--- Texte présenté ---

Les deux paramètres B0 et k sont des fonctions de l'angle de phase, ils varient avec la longueur d'onde et les propriétés de l'objet. On retrouve la loi de Lambert pour k = 1 (cas des objets brillants et des atmosphères épaisses). La valeur k = 0,5 correspond à un disque uniformément brillant, c'est le cas de la Pleine Lune ; les objets sombres tels que la Lune ou les astéroïdes ont des exposants k de l'ordre de 0,5 à 0,6 qui varient en général beaucoup avec la phase. On trouve des valeurs de 0,7 pour les régions claires de Mars, de 1,2 pour les glaces (calottes polaires, satellites des planètes géantes). Le modèle est généralement très bien suivi pour des angles inférieurs à 70°. Il est également respecté par des corps entourés d'une atmosphère, et l'exposant varie donc également avec l'opacité atmosphérique.

En pratique, on calcule les angles d'incidence et d'émergence moyens en chaque point (selon la distance aux points sub-solaire et sub-terrestre), on ajuste k sur les images r(x,y), et on inverse le modèle pour calculer B0 à partir des images. Le résultat B0 concentre les seules variations de réflectance (variations des propriétés locales), et dans le cas de reliefs marqués les pentes topographiques (c'est à dire les variations d'angles photométriques dus aux écarts à la sphéricité). La valeur de k doit être ajustée pour chaque séance d'observation et chaque filtre utilisé ; pour les surfaces très contrastées comme celle de Mars, on peut raffiner en ajustant k par domaines de réflectance. L'idéal est évidemment de calculer l'exposant point par point à partir d'images illuminées sous différents angles, mais en respectant la contrainte de phase constante (il faut donc utiliser des images de rotation sur acquises sur une période courte, si possible au cours d'une même nuit). Toutes les images de cette période peuvent alors être corrigées à l'aide des mêmes paramètres, pour chacun des filtres utilisés.

L'effet majeur de cette correction est de compenser le profil photométrique du disque planétaire, qui se traduit généralement par un assombrissement vers le limbe et le terminateur. Elle est donc fondamentale pour fabriquer des mosaïques d'images, en particulier pour reprojeter sur une grille géographique (voir les exemples sur Mars).

 

Restauration d'images

Les images sont dégradées au cours de la traversée de l'atmosphère et parfois par l'optique du télescope (il y a au moins un exemple célèbre...). Cette dégradation consiste en une convolution par une fonction d'étalement de point (PSF en anglais, pour Point Spread Function, c'est l'équivalent optique d'une réponse impulsionnelle). La restauration consiste donc à déconvoluer par cette même fonction. On suppose la PSF uniforme sur l'image, mais il est clair qu'elle varie très vite dans le temps et qu'elle doit être mesurée sur les images individuelles (elle dépend de la turbulence atmosphérique pour l'essentiel) ; on peut la mesurer directement sur une image de champ stellaire, mais beaucoup plus difficilement sur une image planétaire. Dans certains cas, on peut utiliser un détail supposé ponctuel sur fond uniforme (on soustrait ce fond et on ajuste le résidu par une gaussienne symétrique) ; à défaut, on prend une gaussienne isotrope de largeur crédible...

--- Données fournies ---

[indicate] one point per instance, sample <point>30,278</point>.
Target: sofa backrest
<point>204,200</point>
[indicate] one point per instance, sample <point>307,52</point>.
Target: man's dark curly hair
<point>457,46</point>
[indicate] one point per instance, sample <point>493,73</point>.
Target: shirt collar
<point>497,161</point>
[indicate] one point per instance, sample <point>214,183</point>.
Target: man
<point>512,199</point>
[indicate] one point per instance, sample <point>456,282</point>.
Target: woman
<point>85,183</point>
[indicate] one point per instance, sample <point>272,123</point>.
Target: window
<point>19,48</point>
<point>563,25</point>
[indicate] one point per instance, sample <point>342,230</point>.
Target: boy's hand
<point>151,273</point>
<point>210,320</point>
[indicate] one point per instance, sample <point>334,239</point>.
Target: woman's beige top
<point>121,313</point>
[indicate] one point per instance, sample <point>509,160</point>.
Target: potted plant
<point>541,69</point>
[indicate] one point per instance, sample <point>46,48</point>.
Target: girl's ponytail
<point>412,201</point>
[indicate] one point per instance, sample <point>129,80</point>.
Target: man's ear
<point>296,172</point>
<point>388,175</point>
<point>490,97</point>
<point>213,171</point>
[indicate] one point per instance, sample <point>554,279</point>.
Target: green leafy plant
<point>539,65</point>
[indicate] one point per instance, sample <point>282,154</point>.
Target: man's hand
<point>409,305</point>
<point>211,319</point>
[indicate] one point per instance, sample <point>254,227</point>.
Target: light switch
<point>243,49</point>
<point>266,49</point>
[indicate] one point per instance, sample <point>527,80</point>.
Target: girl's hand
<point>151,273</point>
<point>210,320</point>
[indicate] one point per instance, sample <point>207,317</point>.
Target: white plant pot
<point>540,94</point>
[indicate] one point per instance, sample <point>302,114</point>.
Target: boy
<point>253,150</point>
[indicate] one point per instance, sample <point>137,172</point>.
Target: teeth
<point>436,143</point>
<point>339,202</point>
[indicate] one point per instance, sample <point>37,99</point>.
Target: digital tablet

---

◆ Consigne 1:
Répondez à ces questions sur le texte consacré au traitement des images planétaires :
(a) Quelle valeur de k correspond à un disque uniformément brillant ?
(b) Pour quoi la correction photométrique est-elle jugée fondamentale ?
(c) Que désigne le sigle PSF ?
◆ Consigne 2: Poursuivez, s'il vous plaît, le texte consacré au traitement des images planétaires à partir de l'endroit où il s'arrête.

◆ Réponse finale 1:
(a) La valeur k = 0,5, qui correspond au cas de la Pleine Lune.
(b) Pour fabriquer des mosaïques d'images, en particulier pour reprojeter sur une grille géographique.
(c) Point Spread Function, c'est-à-dire la fonction d'étalement de point.

◆ Réponse finale 2:
En principe, cette restauration ne devrait pas poser de problème particulier dès qu'on connaît la PSF. En fait, les images sont toujours plus ou moins bruitées, et le processus de restauration est éminemment instable en présence de bruit - ce qui se comprend facilement : le but de la restauration est de rétablir les détails de petites dimensions, aux échelles spatiales où le bruit est important. Amortir le bruit et restaurer les détails sont deux opérations contradictoires.

Filtrage inverse. La méthode naturelle consiste à diviser la transformée de Fourier de l'image par celle de la PSF (qu'on appelle MTF en anglais, pour Modulation Transfer Function). En l'absence de bruit elle donne de très bons résultats si on connaît une bonne approximation de la PSF, mais dans les situations réelles elle se révèle impraticable : elle fait remonter le bruit à haute fréquence de façon généralement inacceptable en même temps que le signal, et le résultat est souvent de moins bonne qualité que l'image non traitée.

Filtrage de Wiener. On peut optimiser le filtrage en faisant une hypothèse sur la statistique du bruit (les détails sont pesants...). Cette méthode est en fait un compromis entre le filtrage inverse (optimal si le bruit est nul) et le lissage qui corrige au mieux le bruit de l'image (optimal si le "flou" est nul). En aucun cas la méthode ne permet de résoudre des détails au-delà de la limite de diffraction du télescope. Son efficacité diminue rapidement quand le niveau de bruit devient très important.

 

Les méthodes les plus efficaces sont des méthodes itératives qui corrigent de la PSF progressivement. Elles convergent vers le même résultat que le filtrage inverse, mais passent par un stade où la PSF est déjà notablement corrigée avant que le bruit ne remonte de façon inacceptable. Tout l'art de la chose consiste à arrêter le traitement avant de faire apparaître des artefact à haute fréquence (l'expérience montre que si l'on se fie à son jugement visuel, on pousse systématiquement trop loin ces corrections).

Maximum d'entropie. Cette méthode est mieux adaptées aux images très bruitées, donc d'objets faibles.

Richardson-Lucy (maximum de vraisemblance). C'est la méthode qui était utilisée pour corriger les images de HST avant compensation optique du défaut du miroir primaire. Elle est adaptée aux images d'objets plutôt faibles, avec un signal-sur-bruit moyen. L'exemple sur les premières images HST de Mars montre qu'elle ne convient pas à ce type d'images.

Van Cittert. C'est la méthode de restauration la plus basique, et souvent décriée. L'expérience montre que c'est celle qui convient le mieux aux images planétaires, et en général aux images d'objets très lumineux, acquises avec un bon rapport signal-sur-bruit.

La page suivante compare les résultats de différentes méthodes de traitement.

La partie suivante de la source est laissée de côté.